§ **REQUIRED TASK 1**:
Decide whether each statement agrees with the forum thread, answering yes or no and quoting the thread's deciding words: (a) Landroval's personal pick for a spin-off is Legolas and Gimli; (b) Bucky says he voted in the poll; (c) Eonwe gives Bombadil Farmer Maggot as a side-kick.

** Start SOURCE EXCERPT **

# Seinfeld Curse in Middle Earth?



## daisy (Mar 9, 2002)

If you could choose a character in LOTR for a possible 'spin-off series', who would you choose?


----------



## Landroval (Mar 9, 2002)

Spin-offs that should have been...

The Adventures of Norm and Cliff

The Adventures of Kramer and Newman

The Adventures of Merry and Pippen...


----------



## daisy (Mar 9, 2002)

So Landroval, I see you voted for Middle Earth's sweetheart, rose Gamgee - I meant Jr. - any thoughts as to how that would play out? I personally have to go with the Ents...


----------



## Bucky (Mar 9, 2002)

I only saw Seinfeld twice, so I didn't vote.

And both times, it was the famous 'How long can you go without', oh, you know.....

BTW, Gandalf won the ME version at 2020 years.


----------



## daisy (Mar 10, 2002)

Well Cookie, you don't have to have seen Seinfeld to vote on the poll - and how do we know Gandalf wasn't gettin' it on at some point - is he not allowed because he is so you know, powerful and monk-like? 
And the episode of which you speak is I believe entitled, " Master of My Domain' or something...


----------



## Landroval (Mar 10, 2002)

Actually, Daisy, I didn't vote. Completely forgot. But now that I think of it, I don't see my choice in the list.


----------



## daisy (Mar 10, 2002)

what is your choice and I will add it!!!I am desperate for voters - kind-of like Mugabe's opponent - bad tyrant-fixed election humour...


----------



## Bucky (Mar 10, 2002)

Forget Seinfeld. How about the Honeymooners?
Who in Middle Earth is most like Ralph Kramden?

I vote for Thorin.

Alice?

Gotta be Eowyn.

How about Ed Norton?

Glorfindel.

That should get Harad up here fast......


----------



## Landroval (Mar 10, 2002)

My personal choice would be Legolas and Gimli. They could wander ME showing each other the glories of their respective cultures, trying to outdo each other in dispatching orcs, etc. Imagine the possibilities...


----------



## Eonwe (Mar 10, 2002)

Bombadil would have a great kids show.

Bombadil and his side-kick Farmer Maggot.

Farmer Maggot: "OK Tom how about we ask the question of the day?"

Bombadil: _like he's woken out of a dream_ "Who am I? Haven't you guessed yet?" _laughter soundtrack_


Of course the best show of all would be the Gaffer Gamgee fireside chats.


----------



## Prince Legolas (Mar 11, 2002)

I'm with Landroval, 'The adventures of Legolas and Gimli' as they travel Middle Earth together.


----------



## Arthur_Vandelay (Mar 6, 2004)

daisy said:


> Well Cookie, you don't have to have seen Seinfeld to vote on the poll - and how do we know Gandalf wasn't gettin' it on at some point - is he not allowed because he is so you know, powerful and monk-like?
> And the episode of which you speak is I believe entitled, " Master of My Domain' or something...



Ahem . . . it's called "The Contest."

What is the deal with Barrow-wights?

** End SOURCE EXCERPT **
** Start RECORDS FOR PROCESSING **

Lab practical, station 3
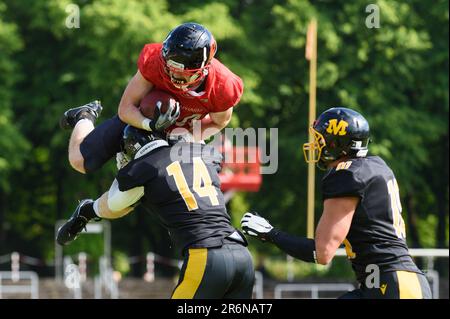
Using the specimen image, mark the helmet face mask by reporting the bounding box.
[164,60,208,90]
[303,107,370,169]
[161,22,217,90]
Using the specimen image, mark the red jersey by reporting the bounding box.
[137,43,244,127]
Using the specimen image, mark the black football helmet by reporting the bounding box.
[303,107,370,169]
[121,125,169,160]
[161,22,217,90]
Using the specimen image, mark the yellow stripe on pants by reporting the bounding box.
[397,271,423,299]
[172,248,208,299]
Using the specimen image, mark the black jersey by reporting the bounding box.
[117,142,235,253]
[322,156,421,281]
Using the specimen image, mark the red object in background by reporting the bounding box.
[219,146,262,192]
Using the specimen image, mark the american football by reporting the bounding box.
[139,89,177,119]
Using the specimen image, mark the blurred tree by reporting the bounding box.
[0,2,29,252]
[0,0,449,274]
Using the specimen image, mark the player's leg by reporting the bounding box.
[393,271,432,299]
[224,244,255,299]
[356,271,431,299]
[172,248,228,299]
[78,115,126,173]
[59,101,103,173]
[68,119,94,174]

** End RECORDS FOR PROCESSING **
** Start RECORDS FOR PROCESSING **

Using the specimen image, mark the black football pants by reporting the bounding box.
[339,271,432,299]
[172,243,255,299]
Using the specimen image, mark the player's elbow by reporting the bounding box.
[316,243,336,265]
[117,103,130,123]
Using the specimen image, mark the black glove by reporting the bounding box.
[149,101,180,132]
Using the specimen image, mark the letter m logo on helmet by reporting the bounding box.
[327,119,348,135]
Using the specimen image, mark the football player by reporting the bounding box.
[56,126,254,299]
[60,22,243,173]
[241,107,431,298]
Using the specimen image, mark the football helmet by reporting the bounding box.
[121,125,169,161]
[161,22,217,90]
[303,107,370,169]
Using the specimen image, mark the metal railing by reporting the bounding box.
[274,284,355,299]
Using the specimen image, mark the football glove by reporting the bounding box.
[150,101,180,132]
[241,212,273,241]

** End RECORDS FOR PROCESSING **

§ **REQUIRED TASK 2**:
Rewrite the part of the listing that opens with the line containing "Using the specimen image, mark the blurred" and closes with the line containing "[68,119,94,174]" as a Markdown table with columns Row and Line, leaving out blank lines.

§ **EXPECTED OUTPUT 1**:
(a) Yes: "My personal choice would be Legolas and Gimli."
(b) No: "I only saw Seinfeld twice, so I didn't vote."
(c) Yes: "Bombadil and his side-kick Farmer Maggot."

§ **EXPECTED OUTPUT 2**:
| Row | Line |
|---|---|
| 1 | Using the specimen image, mark the blurred tree by reporting the bounding box. |
| 2 | [0,2,29,252] |
| 3 | [0,0,449,274] |
| 4 | Using the specimen image, mark the player's leg by reporting the bounding box. |
| 5 | [393,271,432,299] |
| 6 | [224,244,255,299] |
| 7 | [356,271,431,299] |
| 8 | [172,248,228,299] |
| 9 | [78,115,126,173] |
| 10 | [59,101,103,173] |
| 11 | [68,119,94,174] |